The task: Can you extract the passage of the weaving forum thread that starts at the words "Another great resource" and stops after "good for inspiration!", copying it word for word?

Document extract:
-- Begin --

You are going to LOVE weaving. I have the 20" Ashford Knitters Loom (no idea why they named it that!), which is a folding rigid heddle. I love that I can fold it up with the project on it and take it with me. Open it up, and start right back into weaving. 

I agree, the Angela Tong class is wonderful. I go back to it over and over. Ravelry has several forum dedicated to RH looms, some even brand specific. Same for Facebook. 

Start small and work your way up. Soon you will be adding more heddle (dent) sizes, and you will be amazed at how much of your yarn stash you can use. Yarns I hated knit up, look wonderful woven. 

Another great resource is the book Inventive Weaving on a Little Loom by Syne Mitchell. I go back to it over and over.


----------



## KellySue (Dec 24, 2011)

I'm so excited to get started. The book you mentioned is one I've bought and started reading.

I'm glad you said that yarn you didn't like for knitting looks great for weaving... that's VERY good to hear!!!

I think I've joined almost every FB and Ravelry site... good for inspiration!

Thanks for your advice.


----------



## suzrobbins (Aug 20, 2016)

How exciting! I am a long- time knitter and I have just started weaving. Took a class with beautiful Saori floor looms- which I will never be able to afford- and was looking at the cricket loom. Will be interested in what you think. I am just learning the basics and still don’t even have the terminology down yet, but made a table runner- now onto a shawl!


----------



## Cdambro (Dec 30, 2013)

suzrobbins said:


> How exciting! I am a long- time knitter and I have just started weaving. Took a class with beautiful Saori floor looms- which I will never be able to afford- and was looking at the cricket loom. Will be interested in what you think. I am just learning the basics and still don't even have the terminology down yet, but made a table runner- now onto a shawl!


Good for you....you dove right in....sounds nice. Maybe you can post a pic?


----------



## suzrobbins (Aug 20, 2016)

In progress. Will post a finished one soon. My first weaving project


----------



## Cdambro (Dec 30, 2013)

suzrobbins said:


> In progress. Will post a finished one soon. My first weaving project


Oh, wow....just beautiful! I love the colors you are using. And, you are learning on a big loom. You are doing great!!

-- End --

Dataset excerpt:

-- Begin --

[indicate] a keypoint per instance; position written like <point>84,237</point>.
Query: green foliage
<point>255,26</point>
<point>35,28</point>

-- End --

Result of the task:
Another great resource is the book Inventive Weaving on a Little Loom by Syne Mitchell. I go back to it over and over.


----------



## KellySue (Dec 24, 2011)

I'm so excited to get started. The book you mentioned is one I've bought and started reading.

I'm glad you said that yarn you didn't like for knitting looks great for weaving... that's VERY good to hear!!!

I think I've joined almost every FB and Ravelry site... good for inspiration!